*** RECORDS PROVIDED ***

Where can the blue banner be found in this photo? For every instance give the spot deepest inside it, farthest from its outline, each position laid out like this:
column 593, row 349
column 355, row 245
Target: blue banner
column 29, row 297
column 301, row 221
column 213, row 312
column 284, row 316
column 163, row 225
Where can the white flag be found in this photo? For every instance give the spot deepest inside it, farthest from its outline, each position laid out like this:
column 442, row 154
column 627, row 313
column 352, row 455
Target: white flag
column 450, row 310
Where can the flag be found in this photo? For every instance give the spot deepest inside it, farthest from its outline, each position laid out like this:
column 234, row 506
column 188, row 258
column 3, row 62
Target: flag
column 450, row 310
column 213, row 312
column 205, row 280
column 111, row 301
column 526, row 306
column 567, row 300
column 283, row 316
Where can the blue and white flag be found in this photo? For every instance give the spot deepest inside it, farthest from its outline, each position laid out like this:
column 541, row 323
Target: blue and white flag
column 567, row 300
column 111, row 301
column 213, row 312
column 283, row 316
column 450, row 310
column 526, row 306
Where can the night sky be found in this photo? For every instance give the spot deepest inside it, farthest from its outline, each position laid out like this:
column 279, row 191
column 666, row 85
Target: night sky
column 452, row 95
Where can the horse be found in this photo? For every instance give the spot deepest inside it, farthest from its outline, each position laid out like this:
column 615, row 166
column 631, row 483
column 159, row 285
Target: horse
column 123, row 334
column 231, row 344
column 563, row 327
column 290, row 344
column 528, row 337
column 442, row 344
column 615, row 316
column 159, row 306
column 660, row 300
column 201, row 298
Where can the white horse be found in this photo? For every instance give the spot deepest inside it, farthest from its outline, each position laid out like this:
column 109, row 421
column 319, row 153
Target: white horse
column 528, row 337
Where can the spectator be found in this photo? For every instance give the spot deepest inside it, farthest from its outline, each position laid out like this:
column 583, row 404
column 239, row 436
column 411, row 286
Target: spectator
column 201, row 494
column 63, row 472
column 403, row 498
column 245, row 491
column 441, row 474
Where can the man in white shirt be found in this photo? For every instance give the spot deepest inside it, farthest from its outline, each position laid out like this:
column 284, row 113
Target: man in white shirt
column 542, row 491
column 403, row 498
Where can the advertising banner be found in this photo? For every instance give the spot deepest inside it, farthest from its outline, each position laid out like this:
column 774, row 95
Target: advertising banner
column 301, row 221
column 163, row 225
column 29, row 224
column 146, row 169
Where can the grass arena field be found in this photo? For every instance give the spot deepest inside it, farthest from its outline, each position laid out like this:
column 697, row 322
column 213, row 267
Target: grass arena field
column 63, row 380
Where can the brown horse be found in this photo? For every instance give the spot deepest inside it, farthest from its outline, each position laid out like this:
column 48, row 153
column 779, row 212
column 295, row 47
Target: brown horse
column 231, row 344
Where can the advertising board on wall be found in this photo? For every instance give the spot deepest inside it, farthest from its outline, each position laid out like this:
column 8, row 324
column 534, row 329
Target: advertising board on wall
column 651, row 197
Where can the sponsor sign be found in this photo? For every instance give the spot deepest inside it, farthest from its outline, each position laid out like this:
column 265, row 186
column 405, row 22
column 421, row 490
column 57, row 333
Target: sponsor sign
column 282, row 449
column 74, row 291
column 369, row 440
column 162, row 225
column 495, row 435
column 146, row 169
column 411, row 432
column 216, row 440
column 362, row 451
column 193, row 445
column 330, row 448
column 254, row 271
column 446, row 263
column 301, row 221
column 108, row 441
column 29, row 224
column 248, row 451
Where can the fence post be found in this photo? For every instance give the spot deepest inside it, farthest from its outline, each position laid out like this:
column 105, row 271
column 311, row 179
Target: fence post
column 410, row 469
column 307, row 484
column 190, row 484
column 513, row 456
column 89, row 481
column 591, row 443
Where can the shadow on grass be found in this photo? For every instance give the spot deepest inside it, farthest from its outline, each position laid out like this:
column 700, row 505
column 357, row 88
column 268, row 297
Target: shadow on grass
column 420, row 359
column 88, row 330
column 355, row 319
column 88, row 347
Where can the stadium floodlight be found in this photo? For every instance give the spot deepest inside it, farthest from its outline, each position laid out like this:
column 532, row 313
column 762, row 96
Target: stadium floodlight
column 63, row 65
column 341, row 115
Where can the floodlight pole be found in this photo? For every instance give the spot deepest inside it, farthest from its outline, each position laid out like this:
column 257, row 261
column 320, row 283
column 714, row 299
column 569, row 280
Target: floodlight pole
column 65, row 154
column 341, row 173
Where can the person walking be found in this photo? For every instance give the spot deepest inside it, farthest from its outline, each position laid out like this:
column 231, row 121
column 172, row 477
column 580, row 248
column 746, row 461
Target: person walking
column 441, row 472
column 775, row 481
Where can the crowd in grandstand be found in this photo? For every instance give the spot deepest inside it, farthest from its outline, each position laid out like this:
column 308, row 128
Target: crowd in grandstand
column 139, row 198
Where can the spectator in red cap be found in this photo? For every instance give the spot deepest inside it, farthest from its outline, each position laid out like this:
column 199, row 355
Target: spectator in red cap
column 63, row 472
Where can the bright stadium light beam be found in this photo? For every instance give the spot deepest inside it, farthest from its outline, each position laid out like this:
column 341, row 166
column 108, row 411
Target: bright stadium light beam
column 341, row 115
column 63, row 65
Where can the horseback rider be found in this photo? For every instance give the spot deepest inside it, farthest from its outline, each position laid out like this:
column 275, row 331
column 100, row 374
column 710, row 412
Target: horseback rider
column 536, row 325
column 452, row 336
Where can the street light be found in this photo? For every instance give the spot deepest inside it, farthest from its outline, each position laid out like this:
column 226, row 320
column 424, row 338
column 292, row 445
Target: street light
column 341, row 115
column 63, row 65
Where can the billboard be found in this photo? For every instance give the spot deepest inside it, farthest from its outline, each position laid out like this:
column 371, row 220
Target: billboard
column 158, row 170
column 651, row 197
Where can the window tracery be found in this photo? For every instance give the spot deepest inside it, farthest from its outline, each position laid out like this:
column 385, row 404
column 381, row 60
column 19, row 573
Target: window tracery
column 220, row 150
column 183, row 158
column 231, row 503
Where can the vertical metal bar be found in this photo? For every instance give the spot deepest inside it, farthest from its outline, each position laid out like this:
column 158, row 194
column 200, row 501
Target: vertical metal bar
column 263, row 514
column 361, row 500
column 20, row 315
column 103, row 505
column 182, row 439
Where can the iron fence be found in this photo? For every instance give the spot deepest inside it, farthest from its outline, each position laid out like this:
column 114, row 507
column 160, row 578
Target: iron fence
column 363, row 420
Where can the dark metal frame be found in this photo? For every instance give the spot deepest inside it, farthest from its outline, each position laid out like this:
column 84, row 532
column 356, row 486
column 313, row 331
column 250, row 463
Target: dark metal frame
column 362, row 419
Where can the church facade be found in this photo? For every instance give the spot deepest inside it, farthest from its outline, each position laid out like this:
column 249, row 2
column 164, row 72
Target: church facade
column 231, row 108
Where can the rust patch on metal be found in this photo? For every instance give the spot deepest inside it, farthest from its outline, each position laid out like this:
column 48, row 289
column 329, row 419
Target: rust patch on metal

***

**WORK ORDER:** Nothing should be omitted or altered. Retype the records exactly.

**ANSWER SPACE:**
Where can the blue banner be found in this photo? For every instance give the spot deepest inside it, farthest from its outline, each position laid out like this:
column 593, row 349
column 355, row 245
Target: blue banner
column 29, row 297
column 301, row 221
column 213, row 312
column 284, row 316
column 163, row 225
Where can the white flag be found in this photo? For every instance give the spot deepest inside it, farthest from its outline, each position laid out like this:
column 442, row 154
column 627, row 313
column 352, row 455
Target: white flag
column 450, row 310
Where can the flag be found in this photo? For every instance give the spot deepest inside it, farthest from its outline, each position laid out like this:
column 234, row 506
column 188, row 258
column 3, row 62
Target: flag
column 450, row 310
column 213, row 312
column 205, row 280
column 111, row 301
column 526, row 306
column 567, row 300
column 283, row 316
Where can the blue and white flag be found in this photo? For every instance give the spot deepest inside it, farthest from its outline, each position laid out like this:
column 541, row 323
Target: blue and white flag
column 567, row 300
column 111, row 301
column 213, row 312
column 283, row 316
column 450, row 310
column 526, row 306
Where can the night sky be found in this photo? For every instance give the spot deepest inside it, farthest from its outline, each position laid out like this:
column 279, row 191
column 666, row 85
Target: night sky
column 452, row 95
Where can the horse be found in this photo? For every instance give the spot deepest inside it, farthest from its outline, each position laid out like this:
column 615, row 166
column 631, row 483
column 159, row 285
Target: horse
column 123, row 334
column 231, row 344
column 563, row 327
column 290, row 344
column 528, row 337
column 442, row 344
column 615, row 316
column 159, row 306
column 660, row 300
column 201, row 298
Where can the white horse be found in this photo? For every instance give the spot deepest inside it, farthest from its outline, each position laid out like this:
column 109, row 421
column 319, row 153
Target: white horse
column 528, row 337
Where can the spectator be found in this photo? For every instance give the spot deepest inside it, farthest from its outline, each position laid out like this:
column 583, row 404
column 239, row 436
column 411, row 286
Target: spectator
column 201, row 494
column 63, row 472
column 403, row 498
column 245, row 491
column 441, row 474
Where can the man in white shirt be found in this photo? For every instance give the spot deepest inside it, farthest from its outline, each position laid out like this:
column 284, row 113
Target: man in white shirt
column 542, row 491
column 403, row 498
Where can the advertising banner be found in this photo? For every instance give the spot deepest inside it, farthest from its outline, each position laid out like this:
column 774, row 95
Target: advertising banner
column 301, row 221
column 163, row 225
column 29, row 224
column 146, row 169
Where can the grass arena field be found in this photo? For every instance give the spot deepest inside it, farthest from its outline, each position laid out like this:
column 697, row 322
column 213, row 267
Target: grass arena field
column 63, row 380
Where can the brown horse be found in this photo? For every instance give the spot deepest inside it, farthest from its outline, each position laid out like this:
column 48, row 153
column 779, row 212
column 295, row 47
Target: brown horse
column 231, row 344
Where can the advertising board on wall be found in this photo? For every instance give the spot deepest inside it, farthest from its outline, each position laid out like this:
column 8, row 324
column 534, row 329
Target: advertising board on wall
column 651, row 197
Where can the sponsor sign be found in this photo? For every instance give the spot deepest inside it, farthest from its outline, each position laid out like this:
column 265, row 186
column 405, row 22
column 421, row 490
column 57, row 333
Target: sponsor sign
column 282, row 449
column 74, row 291
column 369, row 440
column 162, row 225
column 495, row 435
column 146, row 169
column 411, row 432
column 216, row 440
column 362, row 451
column 193, row 445
column 330, row 448
column 254, row 271
column 446, row 263
column 301, row 221
column 108, row 441
column 29, row 224
column 248, row 451
Where can the fence post be found in this photo? For every instance give the spot deepest inside it, farthest from its outline, each position laid out like this:
column 105, row 271
column 311, row 179
Target: fence post
column 410, row 469
column 307, row 484
column 190, row 484
column 513, row 456
column 89, row 481
column 591, row 443
Where can the shadow on grass be found in this photo? For every instance give the spot deepest inside it, farthest from its outline, each position laid out like this:
column 700, row 505
column 357, row 88
column 268, row 297
Target: shadow on grass
column 420, row 359
column 88, row 330
column 355, row 319
column 88, row 347
Where can the stadium floodlight be found in this photo? For every instance give the spot deepest inside it, farthest from its outline, each position laid out like this:
column 532, row 313
column 762, row 96
Target: stadium floodlight
column 63, row 65
column 341, row 115
Where can the floodlight pole be found in this photo? For every instance give the spot deepest inside it, farthest from its outline, each position laid out like this:
column 257, row 261
column 320, row 283
column 714, row 299
column 569, row 280
Target: floodlight pole
column 65, row 154
column 341, row 173
Where can the person walking be found in this photo? For every instance give the spot deepest inside it, farthest from its outline, each position laid out like this:
column 231, row 121
column 172, row 477
column 580, row 248
column 746, row 461
Target: person walking
column 441, row 472
column 775, row 481
Where can the crowd in grandstand be found in this photo? For every instance give the spot deepest inside it, farthest from its outline, each position laid out like this:
column 308, row 128
Target: crowd in grandstand
column 139, row 198
Where can the spectator in red cap be found in this photo? For every instance give the spot deepest inside it, farthest from its outline, each position laid out like this:
column 199, row 355
Target: spectator in red cap
column 63, row 472
Where can the bright stadium light beam be found in this photo? For every instance give the spot deepest inside it, farthest from its outline, each position laid out like this:
column 341, row 166
column 108, row 411
Target: bright stadium light beam
column 341, row 115
column 63, row 65
Where can the horseback rider be found in this photo? For every instance give the spot deepest inside it, farthest from its outline, each position laid out like this:
column 275, row 331
column 100, row 374
column 710, row 412
Target: horseback rider
column 536, row 325
column 452, row 336
Where can the street light be found in this photo? For every instance give the spot deepest inside it, farthest from its outline, each position laid out like this:
column 226, row 320
column 424, row 338
column 292, row 445
Target: street light
column 341, row 115
column 63, row 65
Where can the billboard be found in this photo? For every instance give the spot deepest inside it, farthest from its outline, each position laid out like this:
column 371, row 220
Target: billboard
column 158, row 170
column 651, row 197
Where can the window tracery be found in this photo? For every instance give the spot deepest inside it, farthest from its outline, each position laid out like this:
column 385, row 404
column 381, row 60
column 19, row 573
Target: window tracery
column 220, row 150
column 183, row 158
column 231, row 503
Where can the vertical metal bar be found in this photo? For every instance give the spot deepest inside it, farthest from its outline, each position laid out like this:
column 158, row 194
column 200, row 501
Target: vertical metal bar
column 263, row 514
column 361, row 500
column 20, row 315
column 103, row 505
column 182, row 439
Where can the iron fence be found in this photo? For every instance give the spot deepest inside it, farthest from its outline, each position laid out like this:
column 114, row 507
column 160, row 578
Target: iron fence
column 363, row 420
Where can the dark metal frame be found in this photo? For every instance give the spot deepest inside it, farthest from its outline, each position laid out like this:
column 84, row 532
column 356, row 486
column 313, row 331
column 250, row 463
Target: dark metal frame
column 362, row 419
Where can the church facade be found in this photo? For every instance give the spot deepest inside it, farthest from its outline, each position laid out like this:
column 249, row 2
column 164, row 72
Target: church facade
column 231, row 108
Where can the rust patch on metal be found in this photo? For every instance give the spot deepest inside it, farthest from its outline, each position laid out like this:
column 48, row 289
column 329, row 419
Target: rust patch on metal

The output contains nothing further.